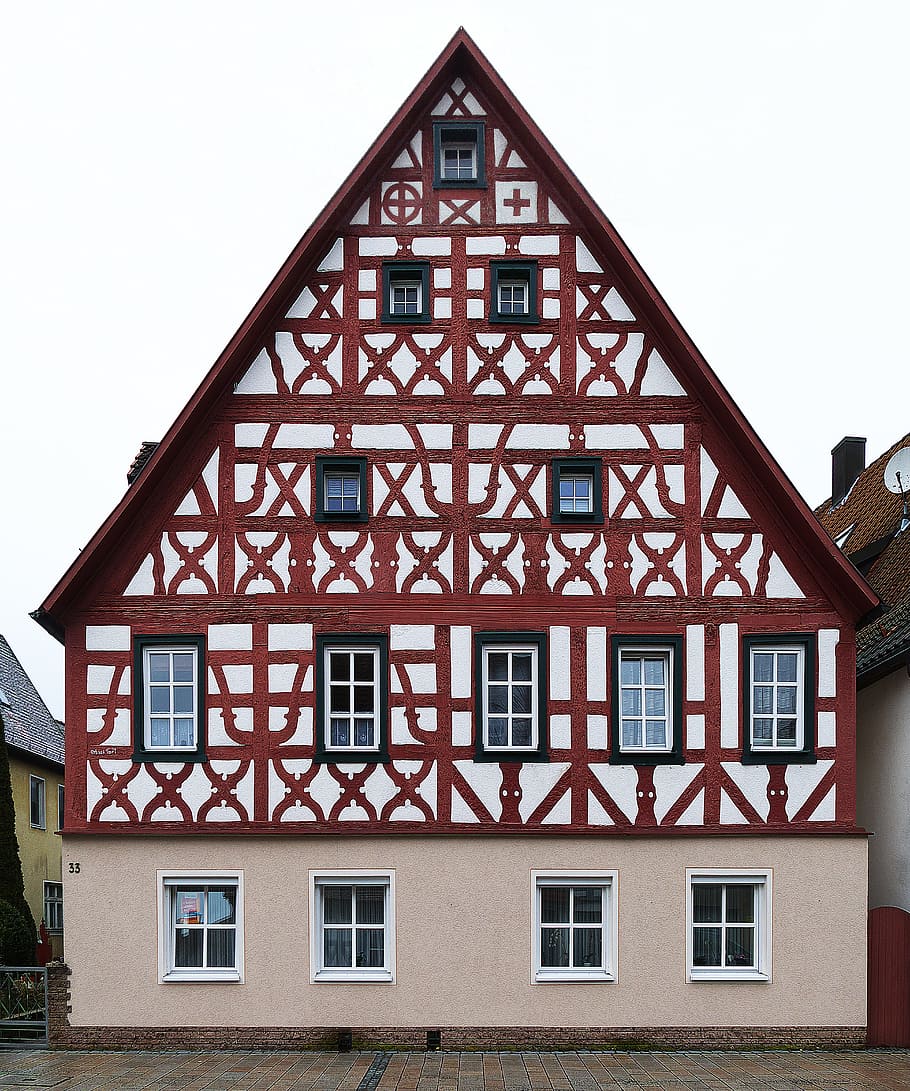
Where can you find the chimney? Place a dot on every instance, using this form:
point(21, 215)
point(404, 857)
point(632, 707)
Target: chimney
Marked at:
point(848, 462)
◇ ◇ ◇ ◇ ◇
* _The problem_: Copy the listing above word for word, every line of it, but leave out the picture.

* _Complete response_:
Where can you find the chimney? Place a dot on every instance, using this form:
point(21, 215)
point(404, 857)
point(632, 707)
Target: chimney
Marked at:
point(848, 462)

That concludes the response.